+++ Excerpted passage

Background Low socioeconomic status is known to be a risk factor for unfavourable outcomes in rheumatoid arthritis (RA).

Objectives The aim of this analysis was to assess the influence of low income on functional capacity and disease burden.

Methods Patients with a diagnosis of RA (ICD-10 codes M05 or M06) in at least two quarters in 2013 from a large statutory health insurance in Germany (Barmer GEK) were randomly selected, stratified by age (18–49/50–64/65–80), sex and diagnosis (M05/M06). They were contacted by mail and asked to complete a questionnaire regarding self-reported diagnosis (for validation of claims diagnosis), sociodemographics, health behaviour, impact of RA on employment, the RA Impact of Disease questionnaire (RAID, 0: no impact, 10: highest impact) and the physical function questionnaire FFbH (0: total impairment- 100: full function). General linear models were used to assess the association of income and other sociodemographic factors with the FFbH and the RAID.

++++++

**Instructions to follow:**
According to the rheumatoid arthritis study abstract, from which health insurance were the patients selected?

+++ Available data

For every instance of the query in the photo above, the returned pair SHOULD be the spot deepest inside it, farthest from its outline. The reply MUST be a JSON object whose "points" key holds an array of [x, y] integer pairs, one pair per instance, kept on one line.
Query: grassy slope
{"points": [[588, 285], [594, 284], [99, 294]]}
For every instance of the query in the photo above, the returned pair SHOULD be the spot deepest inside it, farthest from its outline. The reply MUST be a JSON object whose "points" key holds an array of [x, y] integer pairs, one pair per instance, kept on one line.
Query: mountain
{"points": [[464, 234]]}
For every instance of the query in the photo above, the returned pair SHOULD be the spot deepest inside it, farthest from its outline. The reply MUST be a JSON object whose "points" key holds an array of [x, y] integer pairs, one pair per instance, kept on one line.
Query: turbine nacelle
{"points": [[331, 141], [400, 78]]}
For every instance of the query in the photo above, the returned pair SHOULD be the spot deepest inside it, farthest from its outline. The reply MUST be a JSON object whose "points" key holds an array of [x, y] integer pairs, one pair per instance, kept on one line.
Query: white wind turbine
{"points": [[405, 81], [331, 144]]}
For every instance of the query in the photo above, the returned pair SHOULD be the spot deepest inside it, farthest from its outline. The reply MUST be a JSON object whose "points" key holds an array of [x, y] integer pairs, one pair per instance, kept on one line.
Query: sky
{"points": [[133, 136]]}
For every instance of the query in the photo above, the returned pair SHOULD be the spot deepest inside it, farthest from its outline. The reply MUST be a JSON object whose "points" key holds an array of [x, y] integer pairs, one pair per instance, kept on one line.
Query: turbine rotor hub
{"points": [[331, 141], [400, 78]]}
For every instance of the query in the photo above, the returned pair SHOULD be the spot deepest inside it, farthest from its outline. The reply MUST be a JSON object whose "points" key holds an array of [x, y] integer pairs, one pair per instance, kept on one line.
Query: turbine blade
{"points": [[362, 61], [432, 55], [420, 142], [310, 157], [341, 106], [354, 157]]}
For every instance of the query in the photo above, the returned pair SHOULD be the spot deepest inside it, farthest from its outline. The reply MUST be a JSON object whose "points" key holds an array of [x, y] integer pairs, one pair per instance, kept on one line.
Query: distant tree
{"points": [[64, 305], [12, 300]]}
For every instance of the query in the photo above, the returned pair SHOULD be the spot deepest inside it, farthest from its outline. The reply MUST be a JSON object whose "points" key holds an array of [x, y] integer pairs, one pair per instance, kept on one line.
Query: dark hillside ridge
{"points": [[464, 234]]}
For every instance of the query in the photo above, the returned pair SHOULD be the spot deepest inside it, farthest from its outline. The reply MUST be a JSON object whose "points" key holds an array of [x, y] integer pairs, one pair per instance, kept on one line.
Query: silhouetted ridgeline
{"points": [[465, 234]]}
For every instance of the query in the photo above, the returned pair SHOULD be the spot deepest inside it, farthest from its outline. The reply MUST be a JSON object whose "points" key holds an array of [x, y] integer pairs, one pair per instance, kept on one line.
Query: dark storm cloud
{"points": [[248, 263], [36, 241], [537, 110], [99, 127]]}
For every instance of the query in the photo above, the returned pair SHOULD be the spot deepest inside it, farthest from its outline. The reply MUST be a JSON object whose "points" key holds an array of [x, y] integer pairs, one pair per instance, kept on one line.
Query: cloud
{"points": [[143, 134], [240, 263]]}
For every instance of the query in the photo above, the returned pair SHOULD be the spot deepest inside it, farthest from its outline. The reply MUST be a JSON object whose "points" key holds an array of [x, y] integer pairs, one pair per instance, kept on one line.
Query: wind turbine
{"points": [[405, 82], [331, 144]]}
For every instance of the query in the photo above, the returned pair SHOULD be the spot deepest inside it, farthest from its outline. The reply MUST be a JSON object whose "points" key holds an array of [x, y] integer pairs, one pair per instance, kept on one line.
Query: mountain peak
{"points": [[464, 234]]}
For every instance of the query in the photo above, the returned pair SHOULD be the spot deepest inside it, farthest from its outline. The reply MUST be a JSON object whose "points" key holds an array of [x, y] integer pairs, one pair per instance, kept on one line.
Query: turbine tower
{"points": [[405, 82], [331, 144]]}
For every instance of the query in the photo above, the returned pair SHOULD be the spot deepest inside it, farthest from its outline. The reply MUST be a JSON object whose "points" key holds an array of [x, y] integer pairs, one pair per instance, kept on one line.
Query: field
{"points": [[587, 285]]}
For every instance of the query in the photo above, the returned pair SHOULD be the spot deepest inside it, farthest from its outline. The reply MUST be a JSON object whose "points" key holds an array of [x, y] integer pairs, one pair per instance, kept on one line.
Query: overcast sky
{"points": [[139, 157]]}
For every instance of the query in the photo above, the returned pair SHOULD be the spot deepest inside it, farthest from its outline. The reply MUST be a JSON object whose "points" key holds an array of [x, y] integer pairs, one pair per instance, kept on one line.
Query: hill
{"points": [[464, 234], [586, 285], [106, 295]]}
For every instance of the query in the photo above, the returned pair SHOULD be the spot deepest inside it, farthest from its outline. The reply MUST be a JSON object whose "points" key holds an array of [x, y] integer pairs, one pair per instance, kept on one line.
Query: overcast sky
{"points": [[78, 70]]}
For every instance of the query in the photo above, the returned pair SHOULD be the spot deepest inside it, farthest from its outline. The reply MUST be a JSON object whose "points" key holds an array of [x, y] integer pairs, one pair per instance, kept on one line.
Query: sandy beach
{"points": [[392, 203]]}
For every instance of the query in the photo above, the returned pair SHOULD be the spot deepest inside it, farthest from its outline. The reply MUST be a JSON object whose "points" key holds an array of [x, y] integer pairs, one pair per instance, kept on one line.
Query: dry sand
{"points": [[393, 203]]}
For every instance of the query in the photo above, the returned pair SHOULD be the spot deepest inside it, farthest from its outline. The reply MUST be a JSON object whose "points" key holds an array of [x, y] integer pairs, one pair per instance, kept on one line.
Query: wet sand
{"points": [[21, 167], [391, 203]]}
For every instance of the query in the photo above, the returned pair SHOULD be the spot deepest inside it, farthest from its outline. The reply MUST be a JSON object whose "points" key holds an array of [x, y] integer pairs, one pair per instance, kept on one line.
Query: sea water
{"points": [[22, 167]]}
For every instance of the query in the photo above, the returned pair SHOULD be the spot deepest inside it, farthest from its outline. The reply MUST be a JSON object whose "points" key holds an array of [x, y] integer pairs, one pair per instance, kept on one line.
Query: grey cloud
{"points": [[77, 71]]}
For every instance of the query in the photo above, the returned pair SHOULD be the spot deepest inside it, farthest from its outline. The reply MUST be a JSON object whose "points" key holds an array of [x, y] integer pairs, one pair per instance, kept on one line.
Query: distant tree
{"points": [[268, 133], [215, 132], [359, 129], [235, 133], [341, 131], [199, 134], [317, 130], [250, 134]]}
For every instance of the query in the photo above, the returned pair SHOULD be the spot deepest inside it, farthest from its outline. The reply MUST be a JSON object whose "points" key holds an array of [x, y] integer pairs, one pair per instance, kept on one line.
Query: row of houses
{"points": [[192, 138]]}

++++++

**Result:**
A large statutory health insurance in Germany, Barmer GEK.